*** Opening of Supplied passage ***

DOI: 10.1161/circ.148.suppl_1.17020 ISSN: 0009-7322

Abstract 17020: Education of Children Improves Awareness of Hypertension, a Novel Method to Improve Health Equity

Cherylann Rocha, Amy C Ladd, Kristine C Olson, Unice Davis, Grace Smith, Arianna Martinez, Sarah Neely, Ralph Dagostino, Greg G Hundley, Phillip Duncan, Sangeeta Shah
  • Physiology (medical)
  • Cardiology and Cardiovascular Medicine

Introduction: Approximately 45% of the U.S. population has hypertension (HTN), with increased prevalence in Black adults in urban areas. HTN is a risk factor for heart disease, stroke, and renal failure. Increasing awareness of HTN during early education may improve health equity.

Hypothesis: We hypothesized that a science-based educational program administered to primary school students can increase knowledge of HTN with the objective of increasing awareness and health equity.

Methods: We engaged 95 4th graders in an urban, public school system (44% White, 43% Black, 13% Other) with an innovative, experiential educational program administered across four, one-hour sessions as part of their curriculum. We taught and assessed students’ awareness of HTN across four topics: (1) knowledge of BP & HTN, (2) organ systems impacted by HTN, (3) habits to maintain a healthy BP, and (4) their competence to operate a BP monitor according to AHA recommendations. Assessments were completed via surveys of 21 individual data points and administered pre-and post-program with each child as their own control. Paired t-tests were used to analyze the pre- and post-survey data.

*** Close of Supplied passage ***

## Task directions:
Continue the hypertension education abstract from the end of its Methods section.

*** Opening of Extracted entries ***

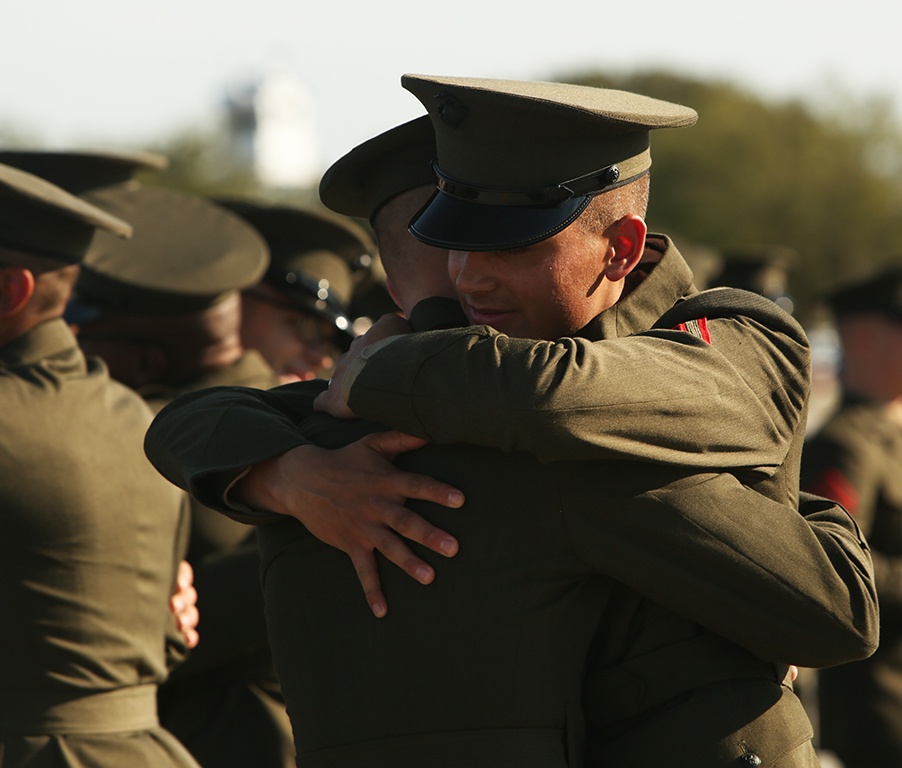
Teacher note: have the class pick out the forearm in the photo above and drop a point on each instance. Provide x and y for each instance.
(203, 442)
(665, 396)
(712, 550)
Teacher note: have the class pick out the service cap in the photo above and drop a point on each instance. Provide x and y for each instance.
(366, 178)
(80, 171)
(39, 218)
(881, 293)
(518, 161)
(313, 255)
(186, 254)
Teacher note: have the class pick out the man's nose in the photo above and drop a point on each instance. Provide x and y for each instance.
(471, 271)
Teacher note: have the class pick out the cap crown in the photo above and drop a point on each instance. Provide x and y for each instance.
(40, 218)
(366, 178)
(186, 253)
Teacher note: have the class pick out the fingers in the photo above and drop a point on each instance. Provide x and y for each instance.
(409, 485)
(183, 604)
(415, 528)
(185, 576)
(368, 574)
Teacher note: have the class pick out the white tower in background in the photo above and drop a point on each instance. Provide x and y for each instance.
(273, 127)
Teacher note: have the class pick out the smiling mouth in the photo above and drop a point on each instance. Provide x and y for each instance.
(486, 315)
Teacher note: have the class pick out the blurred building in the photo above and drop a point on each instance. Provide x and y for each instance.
(272, 130)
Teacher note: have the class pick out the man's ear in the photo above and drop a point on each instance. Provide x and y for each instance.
(393, 292)
(16, 290)
(626, 243)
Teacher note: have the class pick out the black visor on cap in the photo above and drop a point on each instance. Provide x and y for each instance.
(461, 225)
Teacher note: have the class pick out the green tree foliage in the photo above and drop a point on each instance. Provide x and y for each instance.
(204, 163)
(754, 173)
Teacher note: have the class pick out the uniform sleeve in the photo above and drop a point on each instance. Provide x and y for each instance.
(704, 547)
(664, 396)
(205, 440)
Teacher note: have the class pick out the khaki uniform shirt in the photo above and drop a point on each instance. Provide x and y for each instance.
(857, 459)
(537, 532)
(90, 544)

*** Close of Extracted entries ***

## Exercise result:
Results: Of the 95 students who underwent the program, 71 children had both pre- and post-program results. Comparison of pre-and post-program data showed a statistically significant improvement in students’ knowledge about healthy nutrition, organs affected by HTN, and understanding of blood pressure/HTN (53% to 90%, 20% to 75%, and 40% to 77%, respectively)[p<0.001 for all; Table below]

Conclusions: Implementing an educational program focused on knowledge of nutrition, organ systems, and BP to 4th-grade students significantly raised awareness of HTN. This innovative program in an urban public school is feasible and may be the first step to decreasing the morbidity of a highly prevalent and modifiable disease in a community.